Görevin amacı:
İzmir'de gezilecek yerleri anlatan yazıdan, "Tatlı bir hafta" sözlerinin geçtiği yerden başlayıp "gezilecek yerler özeti." sözlerinden sonra biten bölümü hiç değiştirmeden yazar mısınız?

Alıntı metin:
İzmir'in Gezmeden Olmazları

İzmir bu ülkede yaşayan herkes için mutlaka bir şeyler ifade etmektedir. İlkokulda okuduğumuz yollarında çiçekler açan, düşmanın denize dökülerek kurtarıldığı, 9 Eylül’ün meşhur İzmir’i, özellikle bu şehrin sakinleri için başlı başına bir tutkudur. İzmirliler biraz şovanisttir de diyebiliriz söz konusu memleketleri olunca : )

Tatlı bir hafta sonu kaçamağında da olsa, geçerken uğruyor da olsanız, ciddi ciddi uzunca bir sürenizi bu şehri gezmeye harcayacak da olsanız buyurun size kısa bir İzmir'de gezilecek yerler özeti.

İzmir’e gelince bir Konak gezmemek olmaz. Nerede kalırsanız kalın, bindiğiniz birçok toplu taşıma aracı Konak bölgesine getirecektir size. Meşhur saat kulesinin altında palmiyeler arasında fotoğraf çektirip de Facebook’a koymazsanız örneğin, önemli bir ritüel eksik kalır : ) Tabi bir de şu var ki hiçbir İzmir gezisi Kemeraltı’nın eski çarşısını gezip, Kızlarağası Hanı’nda bir kahve içmeden tamamlanmamalı. Kemeraltı özellikle AVM’lerin hayatın bu kadar büyük bir parçası olmadığı dönemde alışveriş kavramıyla özdeşleşmiş bir yerdi. Bir çok işportacının sokaklarda bağırarak (“Gel vatandaş geel!”) ürünlerini sattığı, çeşitli pasaj ve dükkanlarda kumaştan konfeksiyon giyime, baharattan tatlıya kadar çeşitli ürünleri bulabildiğiniz dev bir açık hava AVM’si gibi düşünebilirsiniz burayı.

Kemeraltı’nın hemen girişindeki Kızlarağası Hanı ise adeta İzmir’in Kapalıçarşı’sı gibidir. Osmanlı döneminin tüccar hanı olan bu eski bina artık bir ticaret ve hatta kültür merkezi niteliğinde. Bakır ustalarından nargile satan dükkânlara, sanat atölyelerinden takıcılara kadar size hoşça vakit geçirtecek bir gezintidir Kızlarağası Hanı ve tabi ki yorgunluk atmak için de hanın avlusundaki minik taburelere oturup soğuk bir şeyler ya da bir acı kahve. Eğer vakit varsa bir de karşındakiyle sıkı bir tavla maçı : )

İzmir eğer bir ilkokul sınıfı olsaydı, sınıf başkanı Alsancak olurdu. İzmir’in tam göbeğinde, fuarın dibindeki bu semt, güzel kafe ve pastaneleri, gözde markalarıyla alışveriş noktaları ve özellikle gençler tarafından rağbet gören barlarıyla İzmir’in belki de en yoğun gezilen yerlerinden. Meşhur Kıbrıs Şehitleri Caddesi’nde atılan bir turda tanıdıklara rastlayıp yol üstü sohbet etmek, kokoreç sandviçi eşliğinde bar çıkışı karnını doyurmak ya da hafta sonu Sevinç Pastanesi’nden alınmış bir dilim adisababa veya Fil Pizza’dan tek dilim pizza İzmirliler’in, özellikle benim yaş grubum için gözlerini dolduracak güzel anılardır.

Veri satırları:

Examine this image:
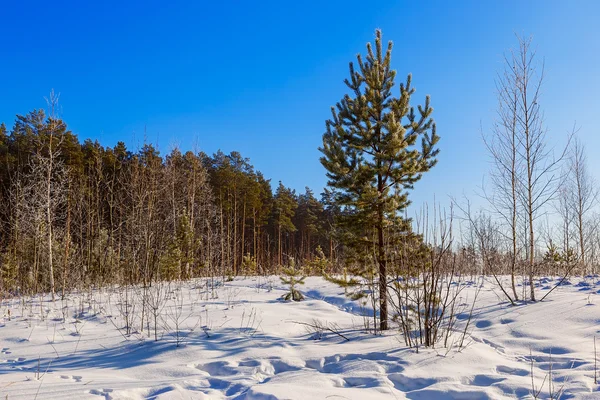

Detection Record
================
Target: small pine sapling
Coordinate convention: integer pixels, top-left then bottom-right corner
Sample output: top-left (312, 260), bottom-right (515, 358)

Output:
top-left (279, 261), bottom-right (306, 301)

Eksiksiz yanıt:
Tatlı bir hafta sonu kaçamağında da olsa, geçerken uğruyor da olsanız, ciddi ciddi uzunca bir sürenizi bu şehri gezmeye harcayacak da olsanız buyurun size kısa bir İzmir'de gezilecek yerler özeti.